§ **Stated goal**: Locate every line in the records below that contains the word "photograph", with case counting, and copy each such line.

§ **Supplied data**:
■ ■ ■

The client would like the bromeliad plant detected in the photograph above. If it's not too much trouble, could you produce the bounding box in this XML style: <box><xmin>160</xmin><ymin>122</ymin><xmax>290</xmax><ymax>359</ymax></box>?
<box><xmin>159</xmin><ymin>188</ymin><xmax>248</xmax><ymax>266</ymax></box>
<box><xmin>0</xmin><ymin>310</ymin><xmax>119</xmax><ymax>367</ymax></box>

■ ■ ■

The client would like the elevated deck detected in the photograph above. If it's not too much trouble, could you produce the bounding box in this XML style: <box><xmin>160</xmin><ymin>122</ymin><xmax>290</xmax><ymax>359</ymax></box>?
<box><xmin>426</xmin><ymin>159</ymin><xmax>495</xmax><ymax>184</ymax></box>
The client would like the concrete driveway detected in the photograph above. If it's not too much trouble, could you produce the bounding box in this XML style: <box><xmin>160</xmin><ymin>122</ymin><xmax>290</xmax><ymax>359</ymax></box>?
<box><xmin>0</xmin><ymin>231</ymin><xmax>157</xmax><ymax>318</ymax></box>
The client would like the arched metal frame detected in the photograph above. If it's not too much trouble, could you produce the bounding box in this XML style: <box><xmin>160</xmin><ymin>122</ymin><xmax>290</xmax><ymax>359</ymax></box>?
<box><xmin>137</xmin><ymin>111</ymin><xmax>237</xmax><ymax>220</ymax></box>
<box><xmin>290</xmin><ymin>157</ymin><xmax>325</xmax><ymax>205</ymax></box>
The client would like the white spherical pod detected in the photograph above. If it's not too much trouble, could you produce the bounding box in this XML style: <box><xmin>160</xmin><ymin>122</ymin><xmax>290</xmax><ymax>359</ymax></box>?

■ ■ ■

§ **Full output**:
The client would like the bromeliad plant detected in the photograph above. If it's not too much trouble, could you produce the bounding box in this XML style: <box><xmin>160</xmin><ymin>122</ymin><xmax>290</xmax><ymax>359</ymax></box>?
The client would like the elevated deck detected in the photograph above. If it's not too much trouble, could you produce the bounding box in this XML style: <box><xmin>160</xmin><ymin>122</ymin><xmax>290</xmax><ymax>359</ymax></box>?
The client would like the concrete driveway detected in the photograph above. If it's not too much trouble, could you produce the bounding box in this XML style: <box><xmin>160</xmin><ymin>122</ymin><xmax>290</xmax><ymax>359</ymax></box>?
The client would like the arched metal frame detected in the photograph above. If it's not too much trouble, could you produce the bounding box in this XML style: <box><xmin>160</xmin><ymin>122</ymin><xmax>290</xmax><ymax>359</ymax></box>?
The client would like the white spherical pod detected in the photograph above. If it's not too much trouble, could you produce the bounding box in this XML style: <box><xmin>160</xmin><ymin>122</ymin><xmax>290</xmax><ymax>359</ymax></box>?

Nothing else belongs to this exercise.